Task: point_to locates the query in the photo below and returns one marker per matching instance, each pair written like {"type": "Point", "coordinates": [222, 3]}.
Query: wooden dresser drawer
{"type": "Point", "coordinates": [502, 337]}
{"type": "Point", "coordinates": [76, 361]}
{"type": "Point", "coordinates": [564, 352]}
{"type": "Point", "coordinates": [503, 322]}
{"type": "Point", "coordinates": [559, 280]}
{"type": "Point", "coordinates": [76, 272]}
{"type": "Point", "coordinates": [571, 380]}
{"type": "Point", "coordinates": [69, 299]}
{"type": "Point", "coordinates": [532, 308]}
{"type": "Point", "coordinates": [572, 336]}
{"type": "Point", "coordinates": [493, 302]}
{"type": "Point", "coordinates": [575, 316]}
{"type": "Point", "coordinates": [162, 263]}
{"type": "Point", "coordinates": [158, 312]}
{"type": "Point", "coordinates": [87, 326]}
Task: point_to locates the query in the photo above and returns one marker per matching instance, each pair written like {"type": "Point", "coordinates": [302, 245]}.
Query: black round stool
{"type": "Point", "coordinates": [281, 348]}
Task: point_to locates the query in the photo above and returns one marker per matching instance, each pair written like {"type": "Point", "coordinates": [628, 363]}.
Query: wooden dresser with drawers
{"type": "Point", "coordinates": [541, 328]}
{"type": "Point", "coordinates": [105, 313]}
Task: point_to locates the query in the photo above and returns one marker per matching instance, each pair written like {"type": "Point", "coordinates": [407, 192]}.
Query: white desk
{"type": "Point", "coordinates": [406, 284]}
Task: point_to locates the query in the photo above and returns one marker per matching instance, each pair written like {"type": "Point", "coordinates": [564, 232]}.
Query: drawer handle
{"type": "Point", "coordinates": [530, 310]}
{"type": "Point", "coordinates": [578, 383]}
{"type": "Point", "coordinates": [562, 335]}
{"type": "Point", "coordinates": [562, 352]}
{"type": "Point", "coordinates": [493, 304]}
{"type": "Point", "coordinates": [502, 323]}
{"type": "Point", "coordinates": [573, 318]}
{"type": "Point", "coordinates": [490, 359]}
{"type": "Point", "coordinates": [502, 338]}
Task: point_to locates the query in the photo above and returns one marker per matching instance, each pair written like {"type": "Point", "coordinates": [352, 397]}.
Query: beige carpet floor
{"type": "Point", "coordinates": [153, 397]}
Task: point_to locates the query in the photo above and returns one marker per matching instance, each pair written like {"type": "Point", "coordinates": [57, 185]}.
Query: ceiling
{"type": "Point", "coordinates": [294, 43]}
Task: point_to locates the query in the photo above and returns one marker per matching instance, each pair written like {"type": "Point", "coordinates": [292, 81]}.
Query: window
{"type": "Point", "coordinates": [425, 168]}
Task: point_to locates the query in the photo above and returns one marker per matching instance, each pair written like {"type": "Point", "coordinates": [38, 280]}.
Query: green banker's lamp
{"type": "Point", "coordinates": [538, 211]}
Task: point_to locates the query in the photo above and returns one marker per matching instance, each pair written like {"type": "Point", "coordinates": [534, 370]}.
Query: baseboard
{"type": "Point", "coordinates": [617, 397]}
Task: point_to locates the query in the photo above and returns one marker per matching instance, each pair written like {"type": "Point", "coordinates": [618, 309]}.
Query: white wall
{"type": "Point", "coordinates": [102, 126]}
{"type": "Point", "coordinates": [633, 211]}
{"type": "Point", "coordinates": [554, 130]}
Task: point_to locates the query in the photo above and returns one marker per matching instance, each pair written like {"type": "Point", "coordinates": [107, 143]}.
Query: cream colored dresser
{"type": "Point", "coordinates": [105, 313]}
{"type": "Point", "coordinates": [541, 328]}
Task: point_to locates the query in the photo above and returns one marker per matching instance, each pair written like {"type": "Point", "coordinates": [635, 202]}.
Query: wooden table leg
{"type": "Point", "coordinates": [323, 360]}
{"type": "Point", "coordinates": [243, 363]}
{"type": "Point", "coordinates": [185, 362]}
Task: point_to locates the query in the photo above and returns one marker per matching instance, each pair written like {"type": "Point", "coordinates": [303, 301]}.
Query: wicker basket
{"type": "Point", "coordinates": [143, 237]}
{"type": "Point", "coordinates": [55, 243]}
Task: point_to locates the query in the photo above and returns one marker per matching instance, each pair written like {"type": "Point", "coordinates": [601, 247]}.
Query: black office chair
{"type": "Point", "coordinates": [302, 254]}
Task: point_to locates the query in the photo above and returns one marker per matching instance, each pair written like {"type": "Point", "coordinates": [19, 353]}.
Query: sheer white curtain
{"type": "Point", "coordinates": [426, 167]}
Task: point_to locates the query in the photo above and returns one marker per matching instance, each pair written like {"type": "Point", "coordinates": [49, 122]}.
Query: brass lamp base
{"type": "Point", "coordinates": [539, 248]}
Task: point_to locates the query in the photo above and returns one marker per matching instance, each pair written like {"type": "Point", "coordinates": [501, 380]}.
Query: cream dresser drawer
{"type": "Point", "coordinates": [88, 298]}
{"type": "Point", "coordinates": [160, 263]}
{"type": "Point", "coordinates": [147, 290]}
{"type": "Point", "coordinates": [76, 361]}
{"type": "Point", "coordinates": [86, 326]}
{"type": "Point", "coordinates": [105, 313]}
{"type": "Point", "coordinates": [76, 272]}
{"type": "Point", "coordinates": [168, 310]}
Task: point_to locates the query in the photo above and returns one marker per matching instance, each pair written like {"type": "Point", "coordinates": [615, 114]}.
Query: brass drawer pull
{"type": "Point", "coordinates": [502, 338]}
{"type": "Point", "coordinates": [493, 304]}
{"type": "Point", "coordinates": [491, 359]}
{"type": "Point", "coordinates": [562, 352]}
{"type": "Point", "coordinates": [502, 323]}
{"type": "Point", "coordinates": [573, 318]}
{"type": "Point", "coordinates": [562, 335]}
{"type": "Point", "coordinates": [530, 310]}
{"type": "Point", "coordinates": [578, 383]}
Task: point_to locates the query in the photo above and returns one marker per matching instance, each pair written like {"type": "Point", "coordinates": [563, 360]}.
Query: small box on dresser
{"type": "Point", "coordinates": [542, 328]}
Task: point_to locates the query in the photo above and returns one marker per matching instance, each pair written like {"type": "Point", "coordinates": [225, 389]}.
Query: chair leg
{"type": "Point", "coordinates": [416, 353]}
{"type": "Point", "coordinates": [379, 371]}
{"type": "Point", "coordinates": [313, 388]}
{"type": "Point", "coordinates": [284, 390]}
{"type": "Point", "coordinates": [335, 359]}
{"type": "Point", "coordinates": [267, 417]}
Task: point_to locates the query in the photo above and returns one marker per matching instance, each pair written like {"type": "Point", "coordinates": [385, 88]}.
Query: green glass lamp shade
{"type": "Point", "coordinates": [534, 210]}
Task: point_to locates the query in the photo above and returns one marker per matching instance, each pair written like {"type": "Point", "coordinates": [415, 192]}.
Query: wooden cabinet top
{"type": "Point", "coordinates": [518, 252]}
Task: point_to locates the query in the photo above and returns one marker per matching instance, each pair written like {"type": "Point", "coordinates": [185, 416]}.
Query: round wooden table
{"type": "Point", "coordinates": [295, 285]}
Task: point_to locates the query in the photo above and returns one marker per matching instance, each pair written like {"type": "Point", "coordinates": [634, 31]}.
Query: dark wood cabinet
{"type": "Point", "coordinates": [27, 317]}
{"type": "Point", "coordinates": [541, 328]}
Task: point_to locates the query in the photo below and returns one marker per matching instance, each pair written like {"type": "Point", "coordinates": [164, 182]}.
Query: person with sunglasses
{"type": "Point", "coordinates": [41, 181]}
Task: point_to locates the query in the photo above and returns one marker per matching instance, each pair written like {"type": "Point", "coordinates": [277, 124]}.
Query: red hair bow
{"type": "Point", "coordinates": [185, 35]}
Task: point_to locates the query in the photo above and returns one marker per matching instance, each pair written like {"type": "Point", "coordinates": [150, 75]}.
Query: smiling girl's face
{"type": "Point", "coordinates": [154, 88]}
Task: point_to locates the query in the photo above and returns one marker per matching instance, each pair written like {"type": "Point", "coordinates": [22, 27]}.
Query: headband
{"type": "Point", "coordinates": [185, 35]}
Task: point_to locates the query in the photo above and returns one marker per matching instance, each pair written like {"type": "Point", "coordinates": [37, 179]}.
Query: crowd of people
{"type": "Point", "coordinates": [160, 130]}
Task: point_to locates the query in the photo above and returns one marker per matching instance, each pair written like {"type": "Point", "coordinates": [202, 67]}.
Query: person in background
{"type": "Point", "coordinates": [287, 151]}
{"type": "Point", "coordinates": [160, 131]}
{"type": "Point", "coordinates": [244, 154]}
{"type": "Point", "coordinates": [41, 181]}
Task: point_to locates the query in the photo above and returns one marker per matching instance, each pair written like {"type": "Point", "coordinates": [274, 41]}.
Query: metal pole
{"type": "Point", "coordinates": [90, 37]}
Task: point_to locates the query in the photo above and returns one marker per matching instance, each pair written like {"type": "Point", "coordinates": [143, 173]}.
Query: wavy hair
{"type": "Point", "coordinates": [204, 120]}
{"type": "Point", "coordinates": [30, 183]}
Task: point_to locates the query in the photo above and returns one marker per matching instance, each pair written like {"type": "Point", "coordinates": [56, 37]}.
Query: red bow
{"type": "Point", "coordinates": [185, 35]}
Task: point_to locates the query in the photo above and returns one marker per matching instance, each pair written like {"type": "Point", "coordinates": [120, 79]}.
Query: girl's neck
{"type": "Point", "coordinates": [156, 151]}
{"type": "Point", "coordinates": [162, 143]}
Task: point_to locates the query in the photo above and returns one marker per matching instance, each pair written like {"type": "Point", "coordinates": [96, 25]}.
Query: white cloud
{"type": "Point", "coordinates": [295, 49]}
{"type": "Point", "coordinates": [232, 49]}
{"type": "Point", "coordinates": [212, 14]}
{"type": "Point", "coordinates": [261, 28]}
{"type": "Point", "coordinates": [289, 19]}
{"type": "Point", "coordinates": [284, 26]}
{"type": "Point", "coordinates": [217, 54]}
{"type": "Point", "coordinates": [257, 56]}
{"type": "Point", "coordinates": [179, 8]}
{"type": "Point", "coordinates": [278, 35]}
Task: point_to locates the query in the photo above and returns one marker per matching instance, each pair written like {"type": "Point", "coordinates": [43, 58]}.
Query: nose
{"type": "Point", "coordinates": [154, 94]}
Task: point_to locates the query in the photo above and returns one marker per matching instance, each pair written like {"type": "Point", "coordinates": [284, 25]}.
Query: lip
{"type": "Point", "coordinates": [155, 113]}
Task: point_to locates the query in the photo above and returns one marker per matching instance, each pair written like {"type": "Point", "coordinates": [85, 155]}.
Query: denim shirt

#####

• **Aim**:
Extract every line in the text above that contains the string "with".

• **Answer in full**:
Query: wooden dresser with drawers
Query: person with sunglasses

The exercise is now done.